** Source **
>> Start

Freddy Monares … The Mariana incident?

Edward O’Brien The Mariana incident. You got it. That story sure captivated Helena-based author and researcher Joan Bird. In 2012, she wrote a book called Montana UFOs and Extraterrestrials.

“There’s stuff going on,” Bird says.

Edward O’Brien The first chapter is all about Nick Mariana’s story.

Freddy Monares And what about since 1950? Have there been more sightings?

Edward O’Brien Oh, yeah, lots more. And Joan talks about many of them in her book. Bird says she wrote it in part because she believes Montanans deserve to hear these great stories.

“I think it should be in our history books, not just in Montana, I think it should be in global history books. I think it’s a very significant event for the planet,” she says.

Edward O’Brien So I attended a talk by Joan at The Butte Public Library. It drew about 30 people of all ages who nearly filled up one of the library’s largest public meeting rooms. When Joan wrapped up, she asked the audience to share their own UFO stories. Check out this one from Butte’s Kim Boyle.

“I was in Whitehall, Montana. We looked up and saw a big round ship with several smaller ships behind it in a ‘V’ formation.”

Freddy Monares Whoa.

Edward O’Brien Yeah. Kim says she was about eight years old when she had this wild experience.

“The lights were all the way around the big one, like flashing circular, different colors. And then it slowly started moving across the sky and then just disappeared.”

Edward O’Brien O’Brien: “What do you think it was? “

“I think it was a ship. A spaceship. ETs.” Boyle said.

>> End

** Required task 1 **
Please copy the Montana UFO transcript word for word, in full.
** Required task 2 **
In the records, how many lines contain the word "flowering"? Reply with the number only.
The Montana UFO transcript and the records are unrelated.

** Data entries **

>> Start

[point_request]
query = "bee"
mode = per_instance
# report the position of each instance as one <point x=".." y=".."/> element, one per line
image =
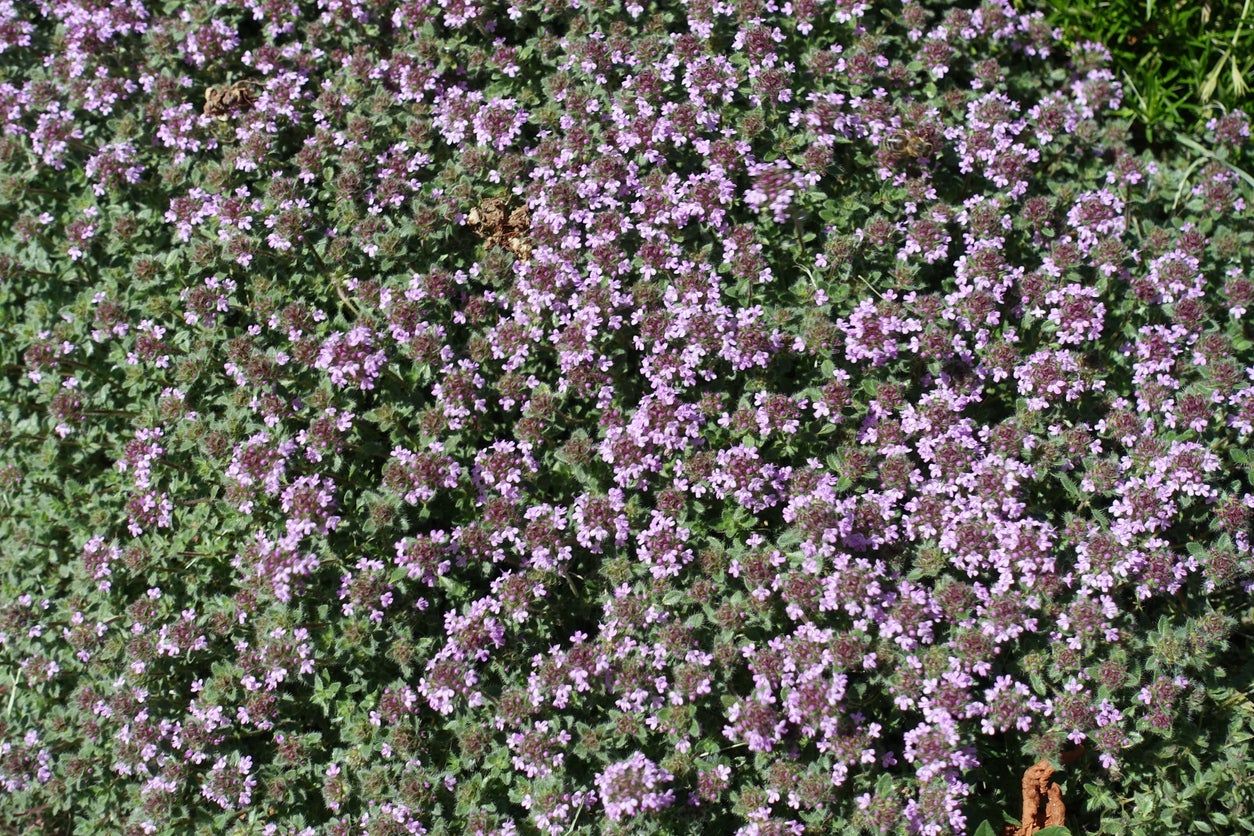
<point x="223" y="99"/>
<point x="907" y="144"/>
<point x="490" y="222"/>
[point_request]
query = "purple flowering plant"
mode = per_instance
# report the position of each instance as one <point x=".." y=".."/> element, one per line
<point x="572" y="416"/>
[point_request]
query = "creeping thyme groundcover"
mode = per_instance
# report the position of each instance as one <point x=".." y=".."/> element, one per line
<point x="577" y="416"/>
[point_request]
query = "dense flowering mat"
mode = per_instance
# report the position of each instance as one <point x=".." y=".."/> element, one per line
<point x="712" y="416"/>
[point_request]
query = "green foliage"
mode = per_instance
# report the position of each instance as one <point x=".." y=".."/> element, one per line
<point x="1179" y="60"/>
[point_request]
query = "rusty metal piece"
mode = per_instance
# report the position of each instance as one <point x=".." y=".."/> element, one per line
<point x="1042" y="802"/>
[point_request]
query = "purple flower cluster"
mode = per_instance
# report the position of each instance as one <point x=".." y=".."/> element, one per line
<point x="559" y="416"/>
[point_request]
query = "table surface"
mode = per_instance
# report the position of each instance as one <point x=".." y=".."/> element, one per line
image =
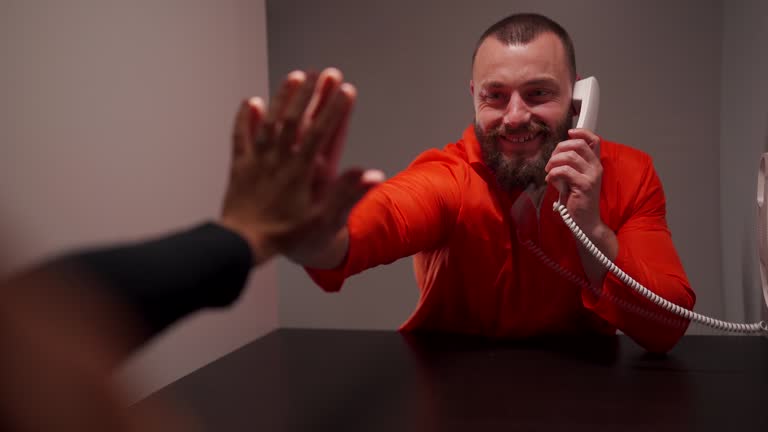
<point x="345" y="380"/>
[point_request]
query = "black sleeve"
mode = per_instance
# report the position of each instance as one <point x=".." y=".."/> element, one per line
<point x="165" y="279"/>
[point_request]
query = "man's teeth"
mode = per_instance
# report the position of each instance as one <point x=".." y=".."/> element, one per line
<point x="522" y="139"/>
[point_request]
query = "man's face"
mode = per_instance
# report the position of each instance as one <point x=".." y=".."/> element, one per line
<point x="522" y="97"/>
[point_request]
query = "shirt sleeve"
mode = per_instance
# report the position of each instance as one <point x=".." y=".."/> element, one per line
<point x="168" y="278"/>
<point x="412" y="212"/>
<point x="647" y="254"/>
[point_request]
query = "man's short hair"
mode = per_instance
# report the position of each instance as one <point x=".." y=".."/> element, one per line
<point x="520" y="29"/>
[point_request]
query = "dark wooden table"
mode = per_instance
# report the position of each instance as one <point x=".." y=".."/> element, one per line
<point x="330" y="380"/>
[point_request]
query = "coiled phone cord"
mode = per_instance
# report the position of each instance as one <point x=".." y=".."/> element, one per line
<point x="757" y="327"/>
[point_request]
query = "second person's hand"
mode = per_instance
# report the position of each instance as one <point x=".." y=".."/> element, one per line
<point x="285" y="194"/>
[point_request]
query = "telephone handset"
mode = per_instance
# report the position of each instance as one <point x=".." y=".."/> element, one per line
<point x="586" y="101"/>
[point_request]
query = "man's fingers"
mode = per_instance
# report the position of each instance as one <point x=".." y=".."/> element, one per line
<point x="327" y="122"/>
<point x="330" y="79"/>
<point x="331" y="152"/>
<point x="291" y="120"/>
<point x="348" y="189"/>
<point x="266" y="134"/>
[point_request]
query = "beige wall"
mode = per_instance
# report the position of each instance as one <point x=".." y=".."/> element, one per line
<point x="743" y="138"/>
<point x="659" y="66"/>
<point x="114" y="124"/>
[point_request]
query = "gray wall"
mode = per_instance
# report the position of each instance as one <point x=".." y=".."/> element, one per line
<point x="659" y="67"/>
<point x="114" y="122"/>
<point x="743" y="138"/>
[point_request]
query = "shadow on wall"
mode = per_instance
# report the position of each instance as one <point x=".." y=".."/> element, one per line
<point x="753" y="292"/>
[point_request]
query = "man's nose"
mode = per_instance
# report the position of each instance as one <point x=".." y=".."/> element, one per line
<point x="517" y="113"/>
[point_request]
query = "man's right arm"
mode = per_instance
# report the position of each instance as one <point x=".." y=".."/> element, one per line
<point x="412" y="212"/>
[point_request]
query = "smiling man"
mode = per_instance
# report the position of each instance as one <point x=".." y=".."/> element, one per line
<point x="490" y="256"/>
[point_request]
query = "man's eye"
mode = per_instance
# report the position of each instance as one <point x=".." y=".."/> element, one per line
<point x="540" y="93"/>
<point x="494" y="96"/>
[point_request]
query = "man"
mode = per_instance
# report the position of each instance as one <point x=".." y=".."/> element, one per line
<point x="65" y="324"/>
<point x="491" y="258"/>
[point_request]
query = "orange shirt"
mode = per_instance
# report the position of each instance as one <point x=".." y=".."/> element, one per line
<point x="488" y="262"/>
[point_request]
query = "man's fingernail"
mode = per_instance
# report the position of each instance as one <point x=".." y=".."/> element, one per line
<point x="256" y="103"/>
<point x="297" y="76"/>
<point x="373" y="176"/>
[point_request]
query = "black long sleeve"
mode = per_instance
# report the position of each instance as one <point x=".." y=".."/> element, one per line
<point x="165" y="279"/>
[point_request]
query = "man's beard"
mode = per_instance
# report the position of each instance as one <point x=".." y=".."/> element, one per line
<point x="520" y="173"/>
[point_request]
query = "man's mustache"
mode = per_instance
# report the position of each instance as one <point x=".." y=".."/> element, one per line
<point x="532" y="128"/>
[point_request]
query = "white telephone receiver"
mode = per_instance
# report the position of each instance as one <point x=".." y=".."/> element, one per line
<point x="586" y="100"/>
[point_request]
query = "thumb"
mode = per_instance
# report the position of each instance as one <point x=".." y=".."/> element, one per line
<point x="348" y="189"/>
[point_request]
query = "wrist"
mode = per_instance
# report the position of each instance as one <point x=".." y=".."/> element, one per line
<point x="260" y="249"/>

>> End

** Result 1 **
Freddy Monares … The Mariana incident?

Edward O’Brien The Mariana incident. You got it. That story sure captivated Helena-based author and researcher Joan Bird. In 2012, she wrote a book called Montana UFOs and Extraterrestrials.

“There’s stuff going on,” Bird says.

Edward O’Brien The first chapter is all about Nick Mariana’s story.

Freddy Monares And what about since 1950? Have there been more sightings?

Edward O’Brien Oh, yeah, lots more. And Joan talks about many of them in her book. Bird says she wrote it in part because she believes Montanans deserve to hear these great stories.

“I think it should be in our history books, not just in Montana, I think it should be in global history books. I think it’s a very significant event for the planet,” she says.

Edward O’Brien So I attended a talk by Joan at The Butte Public Library. It drew about 30 people of all ages who nearly filled up one of the library’s largest public meeting rooms. When Joan wrapped up, she asked the audience to share their own UFO stories. Check out this one from Butte’s Kim Boyle.

“I was in Whitehall, Montana. We looked up and saw a big round ship with several smaller ships behind it in a ‘V’ formation.”

Freddy Monares Whoa.

Edward O’Brien Yeah. Kim says she was about eight years old when she had this wild experience.

“The lights were all the way around the big one, like flashing circular, different colors. And then it slowly started moving across the sky and then just disappeared.”

Edward O’Brien O’Brien: “What do you think it was? “

“I think it was a ship. A spaceship. ETs.” Boyle said.

** Result 2 **
2